Print the data that follows exactly.

### Material provided
══════

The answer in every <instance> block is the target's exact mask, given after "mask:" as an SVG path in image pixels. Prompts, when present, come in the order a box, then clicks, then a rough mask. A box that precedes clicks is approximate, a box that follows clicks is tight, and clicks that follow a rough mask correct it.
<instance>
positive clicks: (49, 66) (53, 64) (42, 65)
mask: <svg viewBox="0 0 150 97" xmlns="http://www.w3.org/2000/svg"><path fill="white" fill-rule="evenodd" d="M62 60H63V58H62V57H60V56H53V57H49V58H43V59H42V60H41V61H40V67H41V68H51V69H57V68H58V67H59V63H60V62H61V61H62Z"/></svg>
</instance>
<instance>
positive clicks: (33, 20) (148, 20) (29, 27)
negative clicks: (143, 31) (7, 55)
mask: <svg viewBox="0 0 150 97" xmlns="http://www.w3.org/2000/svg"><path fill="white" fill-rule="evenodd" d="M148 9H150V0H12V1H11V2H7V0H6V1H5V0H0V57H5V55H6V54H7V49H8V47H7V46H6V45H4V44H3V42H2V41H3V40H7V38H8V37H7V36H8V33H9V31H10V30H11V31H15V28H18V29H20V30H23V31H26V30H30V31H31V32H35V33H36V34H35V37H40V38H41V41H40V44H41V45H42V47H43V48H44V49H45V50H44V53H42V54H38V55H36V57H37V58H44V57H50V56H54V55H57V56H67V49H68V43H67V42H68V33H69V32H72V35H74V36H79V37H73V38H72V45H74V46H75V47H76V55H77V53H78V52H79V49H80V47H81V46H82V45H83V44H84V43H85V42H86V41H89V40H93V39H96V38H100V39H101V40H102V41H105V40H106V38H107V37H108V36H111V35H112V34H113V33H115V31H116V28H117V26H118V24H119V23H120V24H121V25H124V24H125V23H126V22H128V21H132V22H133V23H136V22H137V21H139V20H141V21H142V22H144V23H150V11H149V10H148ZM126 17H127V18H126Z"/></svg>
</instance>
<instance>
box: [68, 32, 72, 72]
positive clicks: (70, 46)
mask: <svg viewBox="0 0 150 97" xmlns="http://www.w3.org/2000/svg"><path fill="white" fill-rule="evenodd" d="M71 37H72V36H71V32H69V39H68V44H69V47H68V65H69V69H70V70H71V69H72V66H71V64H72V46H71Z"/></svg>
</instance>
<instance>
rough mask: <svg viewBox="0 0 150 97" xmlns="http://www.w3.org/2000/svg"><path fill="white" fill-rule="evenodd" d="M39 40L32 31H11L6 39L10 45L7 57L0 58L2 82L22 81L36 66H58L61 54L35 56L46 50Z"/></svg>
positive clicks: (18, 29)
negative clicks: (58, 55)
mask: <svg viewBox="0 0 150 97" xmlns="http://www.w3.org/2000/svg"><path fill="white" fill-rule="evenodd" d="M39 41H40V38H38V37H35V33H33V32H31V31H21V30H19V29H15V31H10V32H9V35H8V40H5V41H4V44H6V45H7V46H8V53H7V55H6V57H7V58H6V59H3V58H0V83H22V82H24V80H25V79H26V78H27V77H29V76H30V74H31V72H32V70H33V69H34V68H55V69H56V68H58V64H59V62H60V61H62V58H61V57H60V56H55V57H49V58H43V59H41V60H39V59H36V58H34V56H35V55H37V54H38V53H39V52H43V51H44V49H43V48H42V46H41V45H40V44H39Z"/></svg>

══════

### Solution for this problem
The answer in every <instance> block is the target's exact mask, given after "mask:" as an SVG path in image pixels. Prompts, when present, come in the order a box, then clicks, then a rough mask. A box that precedes clicks is approximate, a box that follows clicks is tight, and clicks that follow a rough mask correct it.
<instance>
positive clicks: (49, 66) (53, 64) (42, 65)
mask: <svg viewBox="0 0 150 97" xmlns="http://www.w3.org/2000/svg"><path fill="white" fill-rule="evenodd" d="M62 60H63V58H62V57H60V56H53V57H49V58H43V59H42V60H41V61H40V67H41V68H51V69H57V68H58V67H59V63H60V62H61V61H62Z"/></svg>
</instance>
<instance>
positive clicks: (33, 20) (148, 20) (29, 27)
negative clicks: (143, 31) (7, 55)
mask: <svg viewBox="0 0 150 97" xmlns="http://www.w3.org/2000/svg"><path fill="white" fill-rule="evenodd" d="M148 9H150V0H12V1H11V2H7V0H6V1H5V0H0V57H5V55H6V54H7V49H8V47H7V46H6V45H4V44H3V42H2V41H3V40H7V38H8V37H7V36H8V33H9V31H10V30H11V31H15V28H18V29H20V30H23V31H26V30H30V31H31V32H35V33H36V34H35V37H40V38H41V41H40V44H41V45H42V47H43V48H44V49H45V50H44V53H42V54H38V55H36V57H37V58H44V57H50V56H54V55H57V56H67V49H68V43H67V42H68V33H69V32H72V35H74V36H79V37H73V38H72V45H74V46H75V47H76V55H77V53H78V52H79V49H80V47H81V46H82V45H83V44H84V43H85V42H86V41H89V40H93V39H96V38H100V39H101V40H102V41H105V40H106V38H107V37H108V36H111V35H112V34H113V33H115V31H116V28H117V26H118V24H119V23H120V24H121V25H124V24H125V23H126V22H128V21H132V22H133V23H136V22H137V21H139V20H141V21H142V22H144V23H150V11H149V10H148ZM126 17H127V18H126Z"/></svg>
</instance>
<instance>
box: [68, 32, 72, 72]
positive clicks: (70, 46)
mask: <svg viewBox="0 0 150 97" xmlns="http://www.w3.org/2000/svg"><path fill="white" fill-rule="evenodd" d="M71 37H72V36H71V32H69V39H68V44H69V47H68V65H69V69H70V70H71V69H72V66H71V64H72V46H71Z"/></svg>
</instance>
<instance>
rough mask: <svg viewBox="0 0 150 97" xmlns="http://www.w3.org/2000/svg"><path fill="white" fill-rule="evenodd" d="M39 40L32 31H11L6 39L10 45L7 57L0 58L2 82L22 81L36 66H58L61 54L35 56L46 50Z"/></svg>
positive clicks: (18, 29)
negative clicks: (58, 55)
mask: <svg viewBox="0 0 150 97" xmlns="http://www.w3.org/2000/svg"><path fill="white" fill-rule="evenodd" d="M39 41H40V38H38V37H35V33H33V32H31V31H21V30H19V29H15V31H10V32H9V35H8V40H5V41H4V44H6V45H7V46H8V53H7V55H6V57H7V58H6V59H3V58H0V83H22V82H24V80H25V79H26V78H27V77H29V76H30V74H31V72H32V70H33V69H34V68H55V69H56V68H58V64H59V62H60V61H62V58H61V57H60V56H55V57H49V58H43V59H41V60H39V59H36V58H34V56H35V55H37V54H38V53H39V52H43V51H44V49H43V48H42V46H41V45H40V44H39Z"/></svg>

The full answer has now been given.